Este general ofereceu-se para acompanhar o imperador, quando este,
vindo a Espanha, tinha nesse ano o projecto de ir até Lisboa; não se
lhe respondeu, e tendo os negócios da Alemanha obrigado o imperador a
não prosseguir, e voltar a Paris, para acudir à guerra de Áustria,
então o ministro escreveu ao general Alorna, que o imperador
condescendia com a sua rogativa, fiando-se nele, que partisse para
Espanha, onde o marechal duque de Istria lhe daria instruções;
acrescentava o ministro que, como havia na Legião Portuguesa muitos
oficiais a Ia suite, que estes podiam fazer mais úteis serviços em
Portugal, e que assim lhe pedia que lhe remetesse uma lista dos que
ele julgasse poderem servir utilmente, sem distinção de efectivos a Ia suite: acrescentando, que tinha autorizado ao major Castro a
partir, e que daria uma igual autorização ao coronel Albuquerque (Ega),
se este o desejasse. O general respondeu que não precisava nem de
alferes, nem tenentes, mas sim de pessoas da primeira qualidade, em
consequência mandou uma lista deles, em que dizem incluíra todos os
grandes; parece que isto não agradou, porque nem teve efeito, nem se
lhes respondeu, e que ao depois, em Janeiro de 1810, se me pediu pelo
mesmo ministro uma lista de oficiais, que pudessem ser mandados a
Portugal, recomendando-se uma informação detalhada imparcialmente, a
qual dei, e como escrevi segundo a minha consciência, talvez fosse
diferente, posto que inclui aqueles grandes de, que fazia conceito; o
tom de verdade que reinava na minha informação, que talvez quadrasse
com as informações do general Muller, que eu não tinha visto, nem
sabido, fez com que o ministro me agradecesse muito aquele papel, e me
perguntasse, se eu queria aqueles oficiais, ao que respondi, que não
pedia nenhum, mas que só tinha dito o que eu pensava deles, o que me
foi bem agradável, pois como se me não tinha nomeado indivíduos, só
falei dos que podia dizer bem, sem me ver na necessidade de falar
daqueles, dos quais não fazia bom conceito. Entretanto
o general Alorna partiu, encontrou o marechal Bessières em Baiona,
que nada lhe disse, continuou seu caminho até ValIadolid, donde não
pode reunir-se ao marechal Soult, por estarem interrompidas as
comunicações; foi para Madrid, onde ficou ao pé do rei [José
Bonaparte]; assistiu ás batalhas de Medellin, Talavera, de Almonacia,
de Ocanha, e só não foi à expedição de Andaluzia (onde parece que
o não quis o marechal Soult) até que obteve vir com o marechal
Massena como fica dito; pois só depois da sua chegada a Salamanca
recebeu ordem do ministro para vir para o Exército de Portugal, ordem
alcançada pelo marechal Massena, em consequência das recomendações
do Duque de Abrantes. Para
me convencer mais do que são os homens, quero me lembre sempre quanto
o ciúme se incita pelas menores razões. Desde a minha mocidade fui
sempre ligado ao general Alorna, mas sem lisonja, e conservando a
minha opinião, servi-o e ajudei-o no que ele quiz; nenhuma diligência
fiz para vir para o Exército de Portugal; metido em Gray com a minha
brigada de cavalaria, desde 1808, até fins de Outubro de 1809, nunca
pedi nenhuma comissão, senão a de ir comandar a minha cavalaria na
guerra de Áustria, o que não obtive; em Outubro de 1809 recebo ordem
do ministro para ir a Paris em posta; parto, o imperador honra-me; e o
ministro diz-me que acompanharei o imperador a Portugal; entretanto
pedem-se-me notas, que dou, e que são aprovadas, do que não só me não
gabo, mas nem em tal falo a ninguém: o favor que recebo excita a
inveja de D. Lourenço de Lima, e de seu digno sobrinho do mesmo nome;
por fim o imperador, em lugar de vir, manda o príncipe de Essling, e
depois da partida deste de Paris, recebo ordem para vir ter com ele; e
disse-me que é para servir a seu lado. Parto, e à minha chegada sei
as diligencias do general Alorna para vir também, sem dúvida para me
suplantar, e tirar-me a influência que devia esperar, pela boa ideia
que o imperador forma do meu carácter. À chegada do general digo-lhe
como se passou a minha nomeação, para a qual não tinha eu feito a
menor diligência. O general tinha escrito vários papéis com o fim
de destacar os portugueses do partido inglês, e os tinha feito
imprimir: chegado a Salamanca, escreveu outro, que me mostrou, e
pediu-me que o traduzisse em francês, o que faço; mas como o seu
contexto não me parece adoptado para a multidão, escrevo também um
papel em francês, que lhe mostro, que lhe parece muito bom, ao menos
assim o disse, e faz-me a mercê de o traduzir em português. Nesse
meio tempo parte o general para o campo diante de Cidade Rodrigo, e eu
guardo o meu papel sem tenção fixa de o fazer servir, ou não.

☆ ☆ ☆ ☆ ☆

ENUNCIADO DA TAREFA:
Escreva a continuação do relato sobre o general Alorna, começando logo depois da última frase apresentada.

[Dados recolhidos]

☆ ☆ ☆ ☆ ☆

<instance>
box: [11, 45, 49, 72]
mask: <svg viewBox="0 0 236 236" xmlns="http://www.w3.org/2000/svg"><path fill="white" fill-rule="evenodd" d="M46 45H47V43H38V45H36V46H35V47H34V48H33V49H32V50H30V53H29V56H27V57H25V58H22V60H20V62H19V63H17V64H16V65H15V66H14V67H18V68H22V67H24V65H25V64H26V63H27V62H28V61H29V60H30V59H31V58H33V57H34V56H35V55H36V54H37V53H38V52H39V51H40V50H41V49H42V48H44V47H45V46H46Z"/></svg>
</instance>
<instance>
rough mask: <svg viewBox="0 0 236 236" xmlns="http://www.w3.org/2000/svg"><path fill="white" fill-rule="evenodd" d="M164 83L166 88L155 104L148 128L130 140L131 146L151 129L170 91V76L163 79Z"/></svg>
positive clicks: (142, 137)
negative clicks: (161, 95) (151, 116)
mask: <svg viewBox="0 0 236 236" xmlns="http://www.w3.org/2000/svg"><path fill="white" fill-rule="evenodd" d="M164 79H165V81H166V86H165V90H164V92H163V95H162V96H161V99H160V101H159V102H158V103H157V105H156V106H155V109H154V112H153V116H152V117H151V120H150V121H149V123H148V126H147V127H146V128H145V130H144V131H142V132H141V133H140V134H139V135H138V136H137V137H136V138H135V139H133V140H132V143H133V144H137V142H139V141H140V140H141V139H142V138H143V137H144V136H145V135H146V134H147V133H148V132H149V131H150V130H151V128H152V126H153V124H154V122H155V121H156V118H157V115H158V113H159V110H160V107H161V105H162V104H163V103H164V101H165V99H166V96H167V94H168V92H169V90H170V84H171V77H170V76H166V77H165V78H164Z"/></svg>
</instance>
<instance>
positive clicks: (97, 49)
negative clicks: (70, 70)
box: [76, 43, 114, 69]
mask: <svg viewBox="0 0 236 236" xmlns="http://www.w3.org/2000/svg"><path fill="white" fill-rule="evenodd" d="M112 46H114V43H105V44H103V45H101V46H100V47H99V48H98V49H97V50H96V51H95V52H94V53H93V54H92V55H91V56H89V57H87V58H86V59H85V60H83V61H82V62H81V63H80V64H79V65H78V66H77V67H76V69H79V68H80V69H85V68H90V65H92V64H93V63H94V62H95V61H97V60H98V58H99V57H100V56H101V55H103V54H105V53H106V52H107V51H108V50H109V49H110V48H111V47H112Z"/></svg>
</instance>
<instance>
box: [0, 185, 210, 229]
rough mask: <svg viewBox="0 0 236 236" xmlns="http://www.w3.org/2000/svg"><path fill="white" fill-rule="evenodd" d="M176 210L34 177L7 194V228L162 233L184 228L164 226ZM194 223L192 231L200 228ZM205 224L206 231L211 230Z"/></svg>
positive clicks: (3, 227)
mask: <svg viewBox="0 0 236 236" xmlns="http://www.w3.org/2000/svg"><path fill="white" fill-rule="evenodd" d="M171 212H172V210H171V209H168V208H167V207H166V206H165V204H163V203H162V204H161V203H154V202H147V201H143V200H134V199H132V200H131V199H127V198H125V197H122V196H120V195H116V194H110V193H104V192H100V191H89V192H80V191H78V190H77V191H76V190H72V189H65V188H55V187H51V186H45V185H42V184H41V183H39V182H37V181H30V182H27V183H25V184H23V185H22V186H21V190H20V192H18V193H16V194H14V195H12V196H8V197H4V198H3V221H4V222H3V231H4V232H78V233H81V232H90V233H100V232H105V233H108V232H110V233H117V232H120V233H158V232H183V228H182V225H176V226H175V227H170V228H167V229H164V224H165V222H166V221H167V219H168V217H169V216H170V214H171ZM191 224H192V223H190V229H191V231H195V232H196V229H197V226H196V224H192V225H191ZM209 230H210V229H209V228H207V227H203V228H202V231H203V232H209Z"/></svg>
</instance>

☆ ☆ ☆ ☆ ☆

RESPOSTA AO EXERCÍCIO:
Escreve-me de lá que lho remeta para o mostrar ao Príncipe: como sei
que nas circunstâncias em que nos achamos, toda a circunspecção é
pouca, não me parece acertado de lhe remeter um maço fechado,
portanto mando-o ao general Fririon avulso, pedindo-lhe o entregasse
ao general Alorna: o general Fririon leu-o e mostrou-o ao Príncipe, e
ambos o acham bom, e o último guarda-o, do que se estimula o general
Alorna, e escrevendo-me, que tinha reparado em que eu não tivesse
fiado dele a minha proclamação; dou-lhe a minha explicação.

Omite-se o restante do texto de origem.